#### DOCUMENT EXCERPT
May 2026
What can we learn from the Toyota in the corner of the paddock?
Graeme McConnell
May 2026
What can we learn from the Toyota in the corner of the paddock?

Everybody knows Toyota. Many of us will drive one most days. Few of us pay much attention to the business behind the badge. But that business – and what it spent seventy years working out about how work actually gets done – is worth a closer look, particularly now.

Seeding 2026 is underway, and the ideas Toyota developed on a factory floor in Japan have more to say about how we run a broadacre operation than you might first think, and maybe now is a good time to see if this can work for you.

Ultimately, this is about reducing waste and how you might do more of that in your own business. Something to think about. The aim is simply to spend twenty minutes looking at your operation through a slightly different window.

What Toyota actually worked out

Strip away the jargon – kaizen (continuous improvement), kanban (visual cues), jidoka (systems built to detect abnormalities) (These are the core components of the Toyota production system – Lean methodology – all worth investigating further if you are interested) – and the Toyota approach rests on a single stubborn idea. Waste is everywhere, and most of it is invisible until you deliberately go looking for it.

Waste, in this context, is not scrap metal or spilled fuel. It is anything that does not add value for your customer. On a broadacre farm, your customer is your yield and your margin. Every hour of the optimum seeding window not seeding, when you want to be, is a waste (both in lost yield and in higher costs). A chemical that doesn’t work is a waste (for obvious reasons).

This won’t be news to you. What Toyota contributed was not the observation that waste exists. It was a consistent method for seeing it and removing it, rather than working around it year after year.

Across our client base, the parallel is not “farms with a waste problem” but rather farms where good operators have worked around small inefficiencies for so long that they have become invisible. The cost still shows up – in fatigue, in the mistakes made.

What inefficiency on your farm have you stopped noticing?

#### EXERCISE SET
• 1. Based on the article about Toyota and broadacre farming, does each statement agree with it? Answer yes or no for each, quoting the words that settle it.
(a) In this context, waste means things like scrap metal or spilled fuel.
(b) On a broadacre farm, the customer is the yield and the margin.
(c) Toyota's contribution was being the first to observe that waste exists.
• 2. Carry the article on Toyota and broadacre farming further, picking up after its final sentence.
The material plays no part in this work.

#### GIVEN INFORMATION
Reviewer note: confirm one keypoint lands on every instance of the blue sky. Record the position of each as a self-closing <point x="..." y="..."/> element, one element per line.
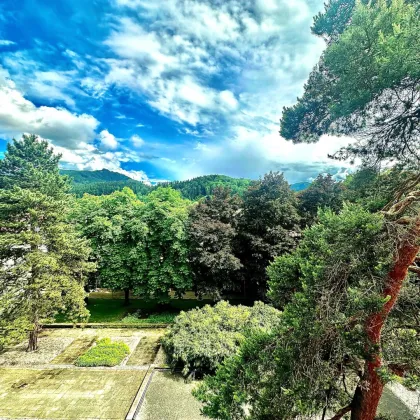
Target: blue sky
<point x="161" y="90"/>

#### EXPECTED ANSWERS
• 1.
(a) No: "Waste, in this context, is not scrap metal or spilled fuel."
(b) Yes: "On a broadacre farm, your customer is your yield and your margin."
(c) No: "What Toyota contributed was not the observation that waste exists."

• 2.
Three wastes worth looking for

The Japanese formalised a long list of wastes. Three that show up on most farms are:

Waiting. E.g. slow fills of seed and super on a bar, resulting in less ha per day, lost fuel, labour hours and depreciation.

Motion and transport. Runs to the shed because something was forgotten, or to town for parts. Sequencing of operations to reduce time shifting paddocks, or the risk of nighttime shifts on roads.

Defects and rework. A seed box filled but never switched on, or a block not picked up for a few runs. Seed placed too deep for the soil type, and a paddock that never quite catches up to the one next to it.

The question is whether your system is set up to catch these things, or whether it relies on the operator’s awareness or memory at the end of a long day.

Two ideas worth borrowing

Two principles from the Toyota playbook worth pulling out for broadacre.

Standard work. The best-known current way to do a job is written down, until someone finds a better way. Not a policy manual. It is a short, practical document that frees the operator’s brain from remembering every step, so it is available for the judgement calls that actually matter. Many farms run on the accumulated memory of one or two long-serving people, and that is a considerable amount of risk to carry into any given season.

Kaizen from the floor. The person doing the work sees things that the person managing the work cannot. An operator on a machine often knows the thirty-second fix that saves hours (maybe not so much now with backpackers!).

The job of the business is to build a mechanism that captures these things.

Together, these two ideas suggest making a change to the usual improvement model. “Standard work” is not written by management and handed down. It is written by the people doing the work, refined over time, and owned by the team.

A practical starter: two checklists to build this season

Here is where this gets specific. Do not try to apply this thinking to your whole farm. Pick two places where the stakes are highest and the pressure is greatest, say seeding and spraying.

For each, aim to produce three short checklists over the course of the season.

  • A pre-start checklist (before the bar moves or the boom drops)
  • A changeover checklist (shift changes, servicing of equipment)
  • A shutdown checklist (end-of-day wash-down, fuel, fault log)

The important point is that you do not write the checklist yourself.

Give each of your operators a notebook or set up a shared note on their phone. Ask them to log every moment over the next two weeks where they thought “that’s annoying”, or “I had to redo that”, or “only one person here knows how to do this”. Review the output regularly. By the end of seeding you will have a checklist that genuinely works, because it was written by the people who use it.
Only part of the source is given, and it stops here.